Task objective
Show each line in the items below that contains the string "blurred".

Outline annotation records

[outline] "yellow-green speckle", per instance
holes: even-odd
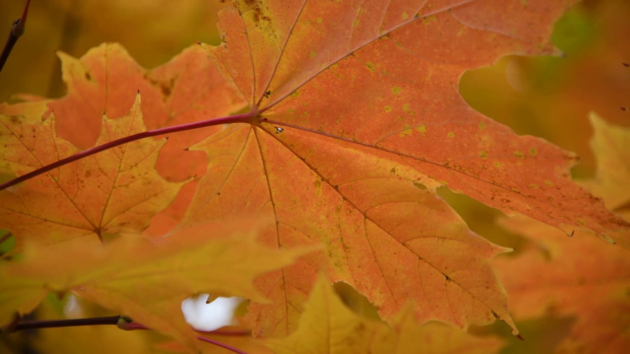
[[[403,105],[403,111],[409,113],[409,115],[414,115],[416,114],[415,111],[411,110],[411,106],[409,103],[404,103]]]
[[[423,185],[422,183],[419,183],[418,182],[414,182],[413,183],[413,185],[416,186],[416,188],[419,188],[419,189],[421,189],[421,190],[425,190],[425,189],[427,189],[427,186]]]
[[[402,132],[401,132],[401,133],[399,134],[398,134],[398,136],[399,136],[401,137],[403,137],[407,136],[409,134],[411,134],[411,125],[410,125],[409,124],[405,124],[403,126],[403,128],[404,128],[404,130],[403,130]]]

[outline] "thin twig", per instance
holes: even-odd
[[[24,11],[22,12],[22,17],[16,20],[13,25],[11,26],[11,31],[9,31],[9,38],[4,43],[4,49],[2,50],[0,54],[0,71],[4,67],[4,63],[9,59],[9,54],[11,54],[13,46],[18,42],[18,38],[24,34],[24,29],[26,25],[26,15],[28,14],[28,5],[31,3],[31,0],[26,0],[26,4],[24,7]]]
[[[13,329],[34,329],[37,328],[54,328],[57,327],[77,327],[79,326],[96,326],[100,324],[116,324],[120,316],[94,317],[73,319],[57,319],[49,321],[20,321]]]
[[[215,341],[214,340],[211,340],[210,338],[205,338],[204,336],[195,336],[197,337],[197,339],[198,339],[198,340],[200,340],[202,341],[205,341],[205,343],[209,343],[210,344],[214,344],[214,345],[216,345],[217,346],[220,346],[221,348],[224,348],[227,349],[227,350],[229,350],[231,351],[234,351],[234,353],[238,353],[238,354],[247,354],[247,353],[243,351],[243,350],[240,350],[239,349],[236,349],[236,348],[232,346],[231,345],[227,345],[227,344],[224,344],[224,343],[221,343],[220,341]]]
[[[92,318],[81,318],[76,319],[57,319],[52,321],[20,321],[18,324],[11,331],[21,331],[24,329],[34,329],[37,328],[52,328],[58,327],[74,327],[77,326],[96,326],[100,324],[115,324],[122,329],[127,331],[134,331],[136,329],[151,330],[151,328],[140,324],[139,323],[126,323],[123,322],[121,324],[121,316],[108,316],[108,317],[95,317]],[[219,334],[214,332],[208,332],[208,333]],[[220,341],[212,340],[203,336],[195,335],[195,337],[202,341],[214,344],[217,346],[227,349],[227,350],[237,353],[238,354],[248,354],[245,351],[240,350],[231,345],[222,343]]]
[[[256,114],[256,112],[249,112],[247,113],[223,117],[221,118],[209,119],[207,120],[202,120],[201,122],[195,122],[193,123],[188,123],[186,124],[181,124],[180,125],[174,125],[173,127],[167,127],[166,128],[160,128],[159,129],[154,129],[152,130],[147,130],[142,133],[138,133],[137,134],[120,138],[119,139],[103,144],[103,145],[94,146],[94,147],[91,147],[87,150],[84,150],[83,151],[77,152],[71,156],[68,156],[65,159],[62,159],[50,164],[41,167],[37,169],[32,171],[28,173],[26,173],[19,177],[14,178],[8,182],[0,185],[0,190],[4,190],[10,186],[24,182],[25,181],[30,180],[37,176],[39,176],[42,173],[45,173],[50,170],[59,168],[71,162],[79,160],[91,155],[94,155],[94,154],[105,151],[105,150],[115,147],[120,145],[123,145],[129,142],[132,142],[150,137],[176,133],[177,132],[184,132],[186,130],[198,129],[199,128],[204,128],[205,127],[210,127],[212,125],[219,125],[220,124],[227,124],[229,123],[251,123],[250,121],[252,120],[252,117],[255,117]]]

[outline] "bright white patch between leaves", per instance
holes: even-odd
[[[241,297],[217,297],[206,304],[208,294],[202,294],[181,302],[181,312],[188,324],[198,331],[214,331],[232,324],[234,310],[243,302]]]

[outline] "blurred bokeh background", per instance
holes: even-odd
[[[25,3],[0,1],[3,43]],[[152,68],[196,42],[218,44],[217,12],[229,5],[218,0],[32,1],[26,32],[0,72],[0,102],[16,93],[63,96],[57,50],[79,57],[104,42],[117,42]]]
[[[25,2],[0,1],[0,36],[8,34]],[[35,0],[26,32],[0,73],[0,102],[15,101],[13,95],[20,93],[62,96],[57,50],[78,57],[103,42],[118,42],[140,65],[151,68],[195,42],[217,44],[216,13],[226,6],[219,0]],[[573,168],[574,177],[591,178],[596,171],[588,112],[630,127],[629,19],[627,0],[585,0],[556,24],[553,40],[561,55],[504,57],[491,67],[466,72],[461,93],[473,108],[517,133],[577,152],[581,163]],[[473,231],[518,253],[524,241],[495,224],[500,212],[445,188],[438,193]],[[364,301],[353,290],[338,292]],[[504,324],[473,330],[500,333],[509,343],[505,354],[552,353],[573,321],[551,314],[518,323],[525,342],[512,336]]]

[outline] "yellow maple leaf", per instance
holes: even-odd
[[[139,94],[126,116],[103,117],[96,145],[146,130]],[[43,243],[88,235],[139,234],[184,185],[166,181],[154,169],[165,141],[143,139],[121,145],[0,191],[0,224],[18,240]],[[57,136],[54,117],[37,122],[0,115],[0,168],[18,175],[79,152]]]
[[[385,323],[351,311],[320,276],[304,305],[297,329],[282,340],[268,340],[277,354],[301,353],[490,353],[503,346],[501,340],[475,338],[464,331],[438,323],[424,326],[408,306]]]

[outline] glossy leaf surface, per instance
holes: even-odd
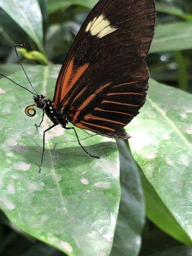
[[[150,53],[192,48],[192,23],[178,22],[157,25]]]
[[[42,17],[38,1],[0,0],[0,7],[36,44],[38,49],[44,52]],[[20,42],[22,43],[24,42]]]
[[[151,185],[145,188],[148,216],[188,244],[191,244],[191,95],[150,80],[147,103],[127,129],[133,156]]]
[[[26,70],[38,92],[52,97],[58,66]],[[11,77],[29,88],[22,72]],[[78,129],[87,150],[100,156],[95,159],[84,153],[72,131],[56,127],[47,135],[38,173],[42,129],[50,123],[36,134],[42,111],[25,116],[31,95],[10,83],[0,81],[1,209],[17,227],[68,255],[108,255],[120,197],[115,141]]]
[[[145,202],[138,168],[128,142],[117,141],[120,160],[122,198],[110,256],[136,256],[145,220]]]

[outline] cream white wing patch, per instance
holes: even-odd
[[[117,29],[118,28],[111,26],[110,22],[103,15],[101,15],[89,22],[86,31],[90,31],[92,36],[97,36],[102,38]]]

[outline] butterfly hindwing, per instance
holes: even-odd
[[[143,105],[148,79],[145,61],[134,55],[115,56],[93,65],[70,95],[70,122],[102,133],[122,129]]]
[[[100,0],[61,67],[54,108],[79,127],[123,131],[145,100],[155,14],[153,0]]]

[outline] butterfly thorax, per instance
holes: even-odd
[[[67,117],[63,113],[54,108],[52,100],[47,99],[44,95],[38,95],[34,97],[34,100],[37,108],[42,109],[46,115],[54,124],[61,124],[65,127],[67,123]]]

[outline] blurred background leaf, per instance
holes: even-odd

Solution to the exercise
[outline] "blurred bokeh background", per instance
[outline] blurred background leaf, per instance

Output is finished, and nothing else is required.